What you have to do: Beginning with the line where "Each instance receives a single keypoint. Tag the night" occurs, set down each line of the records through the final one, exactly and without additions.

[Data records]
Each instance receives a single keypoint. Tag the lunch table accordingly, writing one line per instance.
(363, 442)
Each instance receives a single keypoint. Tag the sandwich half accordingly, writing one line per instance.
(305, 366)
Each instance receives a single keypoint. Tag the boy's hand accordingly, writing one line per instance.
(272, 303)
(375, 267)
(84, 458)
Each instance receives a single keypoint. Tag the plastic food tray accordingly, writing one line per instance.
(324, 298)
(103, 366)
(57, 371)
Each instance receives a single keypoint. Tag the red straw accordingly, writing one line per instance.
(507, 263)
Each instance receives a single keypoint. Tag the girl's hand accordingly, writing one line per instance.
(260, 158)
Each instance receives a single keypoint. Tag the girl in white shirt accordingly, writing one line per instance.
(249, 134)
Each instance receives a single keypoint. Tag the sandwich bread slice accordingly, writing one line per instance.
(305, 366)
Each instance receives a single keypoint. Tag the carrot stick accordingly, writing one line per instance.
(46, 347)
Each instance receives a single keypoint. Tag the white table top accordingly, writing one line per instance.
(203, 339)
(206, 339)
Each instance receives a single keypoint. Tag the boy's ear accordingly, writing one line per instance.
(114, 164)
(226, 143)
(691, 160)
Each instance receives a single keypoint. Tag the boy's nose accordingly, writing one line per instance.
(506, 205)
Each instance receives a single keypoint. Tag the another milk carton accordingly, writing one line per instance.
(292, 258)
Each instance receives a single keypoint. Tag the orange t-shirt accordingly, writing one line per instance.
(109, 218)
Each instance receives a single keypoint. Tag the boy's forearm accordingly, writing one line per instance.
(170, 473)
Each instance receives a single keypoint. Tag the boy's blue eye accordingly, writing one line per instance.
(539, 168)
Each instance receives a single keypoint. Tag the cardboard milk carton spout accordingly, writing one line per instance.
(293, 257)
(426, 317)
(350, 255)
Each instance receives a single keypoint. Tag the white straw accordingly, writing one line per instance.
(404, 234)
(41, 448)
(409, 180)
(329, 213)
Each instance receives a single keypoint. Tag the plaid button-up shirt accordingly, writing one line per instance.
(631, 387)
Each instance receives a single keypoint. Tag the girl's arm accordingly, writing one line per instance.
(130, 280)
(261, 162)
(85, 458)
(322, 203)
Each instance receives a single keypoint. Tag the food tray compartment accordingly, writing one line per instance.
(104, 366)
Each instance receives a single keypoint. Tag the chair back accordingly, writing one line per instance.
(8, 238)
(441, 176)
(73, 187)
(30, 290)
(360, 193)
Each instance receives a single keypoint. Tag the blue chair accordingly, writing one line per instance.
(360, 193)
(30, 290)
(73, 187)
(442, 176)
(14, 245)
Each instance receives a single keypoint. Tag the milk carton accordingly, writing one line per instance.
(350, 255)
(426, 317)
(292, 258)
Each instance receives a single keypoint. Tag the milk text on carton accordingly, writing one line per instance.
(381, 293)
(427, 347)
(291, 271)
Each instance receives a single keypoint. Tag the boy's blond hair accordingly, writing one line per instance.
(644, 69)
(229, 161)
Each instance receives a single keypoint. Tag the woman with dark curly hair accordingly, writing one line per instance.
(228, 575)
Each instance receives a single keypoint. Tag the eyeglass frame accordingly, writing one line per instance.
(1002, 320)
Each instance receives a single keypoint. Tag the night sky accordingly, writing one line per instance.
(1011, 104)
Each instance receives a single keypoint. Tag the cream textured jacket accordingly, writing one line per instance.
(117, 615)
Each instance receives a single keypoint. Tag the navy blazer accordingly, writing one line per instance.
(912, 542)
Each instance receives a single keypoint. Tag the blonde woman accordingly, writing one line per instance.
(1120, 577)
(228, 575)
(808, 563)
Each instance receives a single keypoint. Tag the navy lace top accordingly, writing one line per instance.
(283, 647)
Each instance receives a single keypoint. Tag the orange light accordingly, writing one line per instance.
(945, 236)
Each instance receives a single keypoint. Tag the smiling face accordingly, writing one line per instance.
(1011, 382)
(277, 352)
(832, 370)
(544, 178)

Solution:
Each instance receives a single keypoint. Tag the night sky accordingly, writing one line per instance.
(1011, 104)
Each instance receives a single keypoint. Tag the cream textured jacket accordingly, writing one line per instance.
(117, 615)
Each instance receives a single keypoint. Tag the navy blazer accordingly, writing one line per instance.
(912, 542)
Each instance receives a single keypoint. Tag the blonde woman accordingly, writing one line per instance.
(1120, 577)
(228, 575)
(808, 563)
Each instance receives a single keypoint. Tag the navy lace top accordingly, writing one line per instance.
(283, 647)
Each instance receives a single keypoint. Tag the orange light accordingly, writing one line per instance.
(945, 236)
Each instance receives a single keypoint. Tag the smiling face accordingly, writing one line per instance.
(1011, 382)
(277, 352)
(832, 370)
(544, 178)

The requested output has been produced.